> **EXERCISE AIM**
The data must be returned in full, with no character altered.
::::
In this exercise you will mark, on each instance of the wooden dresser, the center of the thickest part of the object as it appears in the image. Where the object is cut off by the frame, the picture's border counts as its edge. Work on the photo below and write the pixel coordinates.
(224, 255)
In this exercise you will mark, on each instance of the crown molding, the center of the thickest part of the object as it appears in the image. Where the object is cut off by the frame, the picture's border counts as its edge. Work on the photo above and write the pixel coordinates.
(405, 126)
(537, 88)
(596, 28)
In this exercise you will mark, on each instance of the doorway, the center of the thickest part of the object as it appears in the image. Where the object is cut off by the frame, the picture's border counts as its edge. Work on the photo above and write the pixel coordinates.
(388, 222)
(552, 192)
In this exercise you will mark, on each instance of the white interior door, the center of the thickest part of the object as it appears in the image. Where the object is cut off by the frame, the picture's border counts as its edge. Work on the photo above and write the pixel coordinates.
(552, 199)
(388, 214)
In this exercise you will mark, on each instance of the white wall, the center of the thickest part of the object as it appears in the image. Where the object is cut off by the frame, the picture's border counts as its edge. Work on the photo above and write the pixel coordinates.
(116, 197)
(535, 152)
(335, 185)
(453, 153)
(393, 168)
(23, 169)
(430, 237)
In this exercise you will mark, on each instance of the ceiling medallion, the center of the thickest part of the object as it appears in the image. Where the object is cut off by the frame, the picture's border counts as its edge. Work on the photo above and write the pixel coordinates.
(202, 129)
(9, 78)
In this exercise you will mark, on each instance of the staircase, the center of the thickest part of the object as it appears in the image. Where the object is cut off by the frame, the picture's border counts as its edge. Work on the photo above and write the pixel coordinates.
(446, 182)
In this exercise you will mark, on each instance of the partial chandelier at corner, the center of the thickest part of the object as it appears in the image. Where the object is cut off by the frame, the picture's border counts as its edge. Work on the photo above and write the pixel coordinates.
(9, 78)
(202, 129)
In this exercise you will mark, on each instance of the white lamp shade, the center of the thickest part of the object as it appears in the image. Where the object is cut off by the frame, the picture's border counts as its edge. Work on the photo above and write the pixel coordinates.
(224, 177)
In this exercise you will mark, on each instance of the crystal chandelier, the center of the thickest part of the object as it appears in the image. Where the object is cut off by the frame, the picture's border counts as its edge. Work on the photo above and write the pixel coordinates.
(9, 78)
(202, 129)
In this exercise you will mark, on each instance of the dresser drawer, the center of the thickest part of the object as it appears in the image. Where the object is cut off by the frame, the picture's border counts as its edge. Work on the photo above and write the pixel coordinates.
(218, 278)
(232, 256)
::::
> **EXERCISE SOLUTION**
In this exercise you will mark, on each instance of the wooden dresser, the center of the thickest part of the object as it appears in the image. Where the object is cut off by the frame, the picture's border counts as its edge. Work on the photo below and write the pixel coordinates.
(224, 255)
In this exercise you will mark, on each instance of the crown molding, the center of the thickest part of the object as it appears in the image. Where the object is cut off by the frame, the picture's border counts as its edge. Work on the photo above and write the pixel coordinates.
(405, 126)
(537, 88)
(596, 28)
In this exercise you will mark, on each instance of the doorway, the center of the thickest part of the object as it appears in the image. Where the object is cut off by the frame, the picture's border counts as its edge. Work on the photo above and write the pixel coordinates.
(388, 222)
(552, 192)
In this exercise you will mark, on each instance of the white interior door, the center of the thickest part of the object as it appears in the image. Where the object is cut off by the frame, the picture's border counts as its edge. Work on the photo above and write the pixel coordinates.
(552, 199)
(388, 214)
In this exercise you will mark, on each instance of the white wall, the center of the thickest part of the object as it appears in the image. Where the object is cut off by the frame, the picture's border counts as its edge. Work on the photo above and write the pixel coordinates.
(116, 197)
(535, 152)
(335, 185)
(453, 153)
(393, 168)
(23, 169)
(430, 237)
In this exercise you will mark, on each instance of the ceiling medallion, the center of the thickest part of the object as it appears in the image. Where the object is cut off by the frame, the picture's border counts as its edge. Work on the photo above and write the pixel coordinates.
(202, 129)
(9, 78)
In this exercise you will mark, on each instance of the staircase, the center of the thickest part of the object as it appears in the image. Where the object is cut off by the frame, the picture's border counts as its edge. Work on the photo above and write the pixel coordinates.
(446, 182)
In this exercise you will mark, on each instance of the partial chandelier at corner, the center of the thickest part of the object as it appears in the image. Where the object is cut off by the frame, the picture's border counts as its edge. Work on the photo above and write the pixel coordinates.
(9, 78)
(202, 129)
In this exercise you will mark, on each instance of the white lamp shade, the center of the thickest part of the object as it appears in the image. Where the object is cut off by the frame, the picture's border counts as its edge. Work on the photo above and write the pixel coordinates.
(224, 177)
In this exercise you will mark, on each instance of the crystal chandelier, the center of the thickest part of the object as it appears in the image. Where the object is cut off by the frame, the picture's border counts as its edge. Work on the photo above and write the pixel coordinates.
(9, 78)
(202, 129)
In this exercise you will mark, on each instance of the dresser drawer, the center of the thickest part of the object as it appears in the image. Where the object is cut off by the frame, the picture's border counts as its edge. Work on the photo above and write the pixel coordinates.
(218, 278)
(232, 256)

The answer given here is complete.